## Work task 1
According to the post about Romeo Dallaire, how many people were he and his staff able to save from being slaughtered in Rwanda?
## Work task 2
Reproduce word for word the part of the post about Romeo Dallaire between "THE STORY OF" and "twenty-five years ago.", inclusive.

::: Text segment

Monday, August 6, 2018

Gen. Romeo Dallaire

Romeo Dallaire, Toronto, Sept. 10, 2007

THE STORY OF ROMEO DALLAIRE IS ONE THAT'S WORTH RECALLING whenever anyone parrots the phrase "Never Again" when it comes to genocide and crimes against humanity. Because there have been plenty of Agains since the Holocaust inspired this phrase, and Dallaire was a witness to one of them, in Rwanda, barely twenty-five years ago.

I photographed Dallaire with Roy Dupuis, the Quebecois actor who played him in Shake Hands With The Devil, a film about the tragic UN mission to Rwanda that Dallaire commanded, and which failed to prevent the murder of 800,000 Rwandans at the hands of their fellow countrymen. The film was based on Dallaire's own book, which had in turn already inspired a documentary film, and at this point in his life Dallaire was on a mission to explain just what had happened, in a (mostly vain, in my opinion) attempt to prevent such a thing from happening again.

Roy Dupuis & Romeo Dallaire, Toronto, Sept. 10, 2007

The story isn't terribly complicated: Dallaire was sent to Central Africa to try to head off what everyone knew was a potential massacre of Rwanda's Tutsi minority by its Hutu majority, then in political control of the country. His mission was hamstrung by the usual rules of engagement by which most UN "peacekeeping" engagements are run, and ended miserably, though Dallaire and his staff were able to save at least 32,000 people from being slaughtered.

It was obvious that Dallaire was left with crushing regret in the wake of his command, and seven years before I photographed him he had attempted suicide with alcohol and an overdose of anti-depressant medication. I did my shoot with him and Dupuis in the courtyard restaurant of the Intercontinental on Bloor, and hoped that my shooting style - get up close, focus on the eyes, linger long enough within the subject's personal space - would capture some of the discipline and intensity that Dallaire projected.

::::::
::: Dataset entries

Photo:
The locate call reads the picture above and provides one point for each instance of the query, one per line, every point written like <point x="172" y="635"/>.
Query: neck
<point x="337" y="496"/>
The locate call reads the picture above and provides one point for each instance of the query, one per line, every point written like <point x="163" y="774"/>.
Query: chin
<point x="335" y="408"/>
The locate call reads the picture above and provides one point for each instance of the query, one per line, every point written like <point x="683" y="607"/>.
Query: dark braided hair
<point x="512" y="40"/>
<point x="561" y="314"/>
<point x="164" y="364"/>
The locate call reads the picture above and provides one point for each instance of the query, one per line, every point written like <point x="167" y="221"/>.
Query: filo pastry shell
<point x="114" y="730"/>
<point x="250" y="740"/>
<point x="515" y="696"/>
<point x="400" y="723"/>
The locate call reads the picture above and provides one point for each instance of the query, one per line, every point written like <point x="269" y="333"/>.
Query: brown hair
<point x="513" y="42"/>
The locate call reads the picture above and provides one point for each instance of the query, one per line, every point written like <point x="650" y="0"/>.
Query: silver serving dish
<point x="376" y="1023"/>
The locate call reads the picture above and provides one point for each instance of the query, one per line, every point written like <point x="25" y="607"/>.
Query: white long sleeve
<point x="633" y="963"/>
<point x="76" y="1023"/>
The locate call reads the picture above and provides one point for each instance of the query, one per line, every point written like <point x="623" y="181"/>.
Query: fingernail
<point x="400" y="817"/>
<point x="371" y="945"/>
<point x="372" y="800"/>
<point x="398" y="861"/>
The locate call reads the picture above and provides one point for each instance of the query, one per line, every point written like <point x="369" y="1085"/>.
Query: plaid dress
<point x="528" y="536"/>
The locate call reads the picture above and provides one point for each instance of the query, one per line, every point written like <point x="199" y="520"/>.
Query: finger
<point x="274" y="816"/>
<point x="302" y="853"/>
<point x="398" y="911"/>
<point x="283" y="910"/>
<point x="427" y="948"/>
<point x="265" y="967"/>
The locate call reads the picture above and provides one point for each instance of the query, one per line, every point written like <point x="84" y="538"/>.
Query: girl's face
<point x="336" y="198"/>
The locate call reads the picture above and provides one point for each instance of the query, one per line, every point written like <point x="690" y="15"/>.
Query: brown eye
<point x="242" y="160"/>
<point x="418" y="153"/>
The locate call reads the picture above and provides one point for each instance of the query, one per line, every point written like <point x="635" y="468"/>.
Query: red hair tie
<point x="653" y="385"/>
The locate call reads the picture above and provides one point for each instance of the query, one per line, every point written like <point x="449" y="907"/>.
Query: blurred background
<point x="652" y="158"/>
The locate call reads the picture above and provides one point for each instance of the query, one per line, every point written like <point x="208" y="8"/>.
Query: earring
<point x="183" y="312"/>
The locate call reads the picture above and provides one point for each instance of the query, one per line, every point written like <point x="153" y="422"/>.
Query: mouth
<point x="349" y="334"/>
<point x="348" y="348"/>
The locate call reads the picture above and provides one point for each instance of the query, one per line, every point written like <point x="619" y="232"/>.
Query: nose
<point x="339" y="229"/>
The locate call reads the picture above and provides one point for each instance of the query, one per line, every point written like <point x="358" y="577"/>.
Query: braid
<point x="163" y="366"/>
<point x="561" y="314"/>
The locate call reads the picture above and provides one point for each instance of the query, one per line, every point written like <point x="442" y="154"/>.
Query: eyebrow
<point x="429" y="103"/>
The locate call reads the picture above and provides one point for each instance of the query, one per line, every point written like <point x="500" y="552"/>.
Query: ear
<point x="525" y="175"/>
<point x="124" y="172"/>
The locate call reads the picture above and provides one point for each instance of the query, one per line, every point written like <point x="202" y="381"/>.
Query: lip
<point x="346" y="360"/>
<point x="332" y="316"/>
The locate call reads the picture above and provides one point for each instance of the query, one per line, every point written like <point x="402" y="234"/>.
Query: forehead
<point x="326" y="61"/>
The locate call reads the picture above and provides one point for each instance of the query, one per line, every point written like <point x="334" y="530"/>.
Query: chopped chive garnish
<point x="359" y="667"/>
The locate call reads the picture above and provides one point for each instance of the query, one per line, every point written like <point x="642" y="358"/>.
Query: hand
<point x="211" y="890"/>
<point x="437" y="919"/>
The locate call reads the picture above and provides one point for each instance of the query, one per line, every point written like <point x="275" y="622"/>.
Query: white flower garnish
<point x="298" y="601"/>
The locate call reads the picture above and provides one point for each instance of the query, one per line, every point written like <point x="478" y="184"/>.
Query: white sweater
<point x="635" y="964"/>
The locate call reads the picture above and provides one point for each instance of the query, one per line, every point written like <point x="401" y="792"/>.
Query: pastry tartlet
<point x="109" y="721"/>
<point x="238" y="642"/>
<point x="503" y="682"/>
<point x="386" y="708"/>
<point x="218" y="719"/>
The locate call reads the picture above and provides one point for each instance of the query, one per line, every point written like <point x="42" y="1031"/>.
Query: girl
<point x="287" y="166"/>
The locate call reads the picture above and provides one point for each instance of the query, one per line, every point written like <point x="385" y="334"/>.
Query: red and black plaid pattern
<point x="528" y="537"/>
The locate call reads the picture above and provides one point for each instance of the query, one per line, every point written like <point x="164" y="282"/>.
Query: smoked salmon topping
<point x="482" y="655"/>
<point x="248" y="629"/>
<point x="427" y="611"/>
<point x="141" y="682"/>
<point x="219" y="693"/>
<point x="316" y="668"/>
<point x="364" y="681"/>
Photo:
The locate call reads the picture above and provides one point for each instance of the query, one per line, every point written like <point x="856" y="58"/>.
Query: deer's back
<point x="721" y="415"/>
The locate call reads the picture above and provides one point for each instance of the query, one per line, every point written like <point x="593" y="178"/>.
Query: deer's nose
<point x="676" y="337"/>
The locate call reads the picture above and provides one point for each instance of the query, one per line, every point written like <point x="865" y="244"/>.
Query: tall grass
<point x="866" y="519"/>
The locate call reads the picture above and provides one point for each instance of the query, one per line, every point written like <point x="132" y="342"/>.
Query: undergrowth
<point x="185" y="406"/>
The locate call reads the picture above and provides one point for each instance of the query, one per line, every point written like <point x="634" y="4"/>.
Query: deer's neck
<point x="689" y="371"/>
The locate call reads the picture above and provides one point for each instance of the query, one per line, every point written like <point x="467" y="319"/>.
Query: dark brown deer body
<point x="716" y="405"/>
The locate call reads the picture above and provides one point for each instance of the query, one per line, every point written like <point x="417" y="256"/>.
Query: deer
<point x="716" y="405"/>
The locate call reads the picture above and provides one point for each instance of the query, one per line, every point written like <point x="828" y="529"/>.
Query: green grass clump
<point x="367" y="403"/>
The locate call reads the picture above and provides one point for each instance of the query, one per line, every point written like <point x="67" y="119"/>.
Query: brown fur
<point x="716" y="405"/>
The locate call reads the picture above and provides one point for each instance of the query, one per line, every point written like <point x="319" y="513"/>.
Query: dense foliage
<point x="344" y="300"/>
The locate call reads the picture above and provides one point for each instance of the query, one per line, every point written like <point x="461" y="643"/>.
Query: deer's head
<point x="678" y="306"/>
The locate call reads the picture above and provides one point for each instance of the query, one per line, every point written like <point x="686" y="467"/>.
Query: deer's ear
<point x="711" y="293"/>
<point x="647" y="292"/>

::::::

## Problem solution 1
At least 32,000 people.

## Problem solution 2
THE STORY OF ROMEO DALLAIRE IS ONE THAT'S WORTH RECALLING whenever anyone parrots the phrase "Never Again" when it comes to genocide and crimes against humanity. Because there have been plenty of Agains since the Holocaust inspired this phrase, and Dallaire was a witness to one of them, in Rwanda, barely twenty-five years ago.